Goal:
Reproduce the items from the line containing "Shelf-audit tagging: put a marker on the grass strip, one" through the final line of the items, both ends included. Copy the requests unchanged, sample coordinates too, and multiply each number in the answer coordinates by 1.8, rounding to whole numbers with halves going up.

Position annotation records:
— begin —
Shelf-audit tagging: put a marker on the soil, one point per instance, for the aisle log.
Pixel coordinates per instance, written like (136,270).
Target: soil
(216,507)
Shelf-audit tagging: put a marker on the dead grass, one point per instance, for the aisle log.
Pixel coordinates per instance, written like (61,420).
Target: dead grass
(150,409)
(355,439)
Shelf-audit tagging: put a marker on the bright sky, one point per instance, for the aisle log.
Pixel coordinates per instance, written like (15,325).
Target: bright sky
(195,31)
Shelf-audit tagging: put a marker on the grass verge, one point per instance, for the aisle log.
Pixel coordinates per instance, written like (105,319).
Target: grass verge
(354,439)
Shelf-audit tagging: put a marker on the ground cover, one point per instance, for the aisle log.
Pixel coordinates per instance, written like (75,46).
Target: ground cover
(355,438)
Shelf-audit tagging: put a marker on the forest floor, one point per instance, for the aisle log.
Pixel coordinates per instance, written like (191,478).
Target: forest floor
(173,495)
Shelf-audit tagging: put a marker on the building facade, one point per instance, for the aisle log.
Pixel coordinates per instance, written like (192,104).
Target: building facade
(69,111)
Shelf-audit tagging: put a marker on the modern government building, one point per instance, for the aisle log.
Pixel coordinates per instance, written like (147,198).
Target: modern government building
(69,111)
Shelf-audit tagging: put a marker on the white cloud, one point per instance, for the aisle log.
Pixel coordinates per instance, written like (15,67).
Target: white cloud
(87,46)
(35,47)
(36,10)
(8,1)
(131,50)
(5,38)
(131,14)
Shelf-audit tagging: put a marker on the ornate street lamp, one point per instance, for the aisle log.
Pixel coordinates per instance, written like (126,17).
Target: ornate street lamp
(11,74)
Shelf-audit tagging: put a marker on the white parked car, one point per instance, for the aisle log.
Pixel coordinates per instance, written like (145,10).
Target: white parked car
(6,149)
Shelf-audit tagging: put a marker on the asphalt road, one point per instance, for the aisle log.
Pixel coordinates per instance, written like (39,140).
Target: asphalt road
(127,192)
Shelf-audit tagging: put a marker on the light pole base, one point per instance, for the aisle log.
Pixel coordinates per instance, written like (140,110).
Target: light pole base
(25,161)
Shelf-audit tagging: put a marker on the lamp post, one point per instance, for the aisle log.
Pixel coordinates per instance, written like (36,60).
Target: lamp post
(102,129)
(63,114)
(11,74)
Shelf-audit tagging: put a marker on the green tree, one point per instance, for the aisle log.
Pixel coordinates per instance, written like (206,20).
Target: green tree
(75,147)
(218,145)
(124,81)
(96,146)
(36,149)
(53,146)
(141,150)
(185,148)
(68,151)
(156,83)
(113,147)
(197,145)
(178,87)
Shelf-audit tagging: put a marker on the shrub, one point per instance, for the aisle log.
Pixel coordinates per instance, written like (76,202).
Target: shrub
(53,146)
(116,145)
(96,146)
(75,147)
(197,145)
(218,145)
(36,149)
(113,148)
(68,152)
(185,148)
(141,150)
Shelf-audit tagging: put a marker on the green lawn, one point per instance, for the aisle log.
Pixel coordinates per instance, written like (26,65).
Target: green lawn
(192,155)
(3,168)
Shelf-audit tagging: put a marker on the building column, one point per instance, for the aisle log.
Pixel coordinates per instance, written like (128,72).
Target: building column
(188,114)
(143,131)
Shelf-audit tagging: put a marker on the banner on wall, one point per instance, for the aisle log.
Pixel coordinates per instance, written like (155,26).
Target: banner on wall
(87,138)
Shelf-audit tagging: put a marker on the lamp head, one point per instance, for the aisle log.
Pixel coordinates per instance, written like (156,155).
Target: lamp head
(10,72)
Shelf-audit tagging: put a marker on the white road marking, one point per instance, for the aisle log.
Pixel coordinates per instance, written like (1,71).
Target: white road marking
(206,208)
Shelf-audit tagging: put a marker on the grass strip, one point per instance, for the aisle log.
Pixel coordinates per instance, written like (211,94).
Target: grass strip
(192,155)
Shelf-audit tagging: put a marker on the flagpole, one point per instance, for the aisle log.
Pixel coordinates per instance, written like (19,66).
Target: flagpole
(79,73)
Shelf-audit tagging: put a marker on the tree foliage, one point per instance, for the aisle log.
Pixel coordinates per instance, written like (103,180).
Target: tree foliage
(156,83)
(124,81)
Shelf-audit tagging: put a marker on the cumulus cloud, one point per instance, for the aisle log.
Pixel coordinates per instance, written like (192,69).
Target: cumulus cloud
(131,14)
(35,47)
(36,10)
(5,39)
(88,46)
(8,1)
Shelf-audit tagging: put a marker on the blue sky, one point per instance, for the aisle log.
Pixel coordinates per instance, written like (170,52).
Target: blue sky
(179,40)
— end —
Task response:
Shelf-audit tagging: put a marker on the grass strip, one point per instance, for the aisle log.
Pixel coordinates per instance, written like (211,94).
Target: grass strip
(346,279)
Shelf-audit tagging: put a marker on the flagpole, one point per instance, for the aisle log.
Pixel coordinates per instance, written like (19,66).
Target: flagpole
(142,131)
Shelf-audit tagging: put a marker on the tree foliage, one point per instance, for the aisle log.
Pixel coordinates per instance, written like (103,180).
Target: tree foliage
(281,149)
(223,146)
Shelf-audit tagging: put a marker on the cumulus cloud, one point per instance, for the aisle log.
Pixel coordinates per instance, written like (192,69).
Target: cumulus cloud
(236,25)
(63,85)
(65,18)
(9,70)
(158,83)
(14,2)
Shelf-audit tagging: put a marker on the blue sky, one point per instance, for the aisle log.
Pixel coordinates per instance, written like (170,52).
Target: blue sky
(322,72)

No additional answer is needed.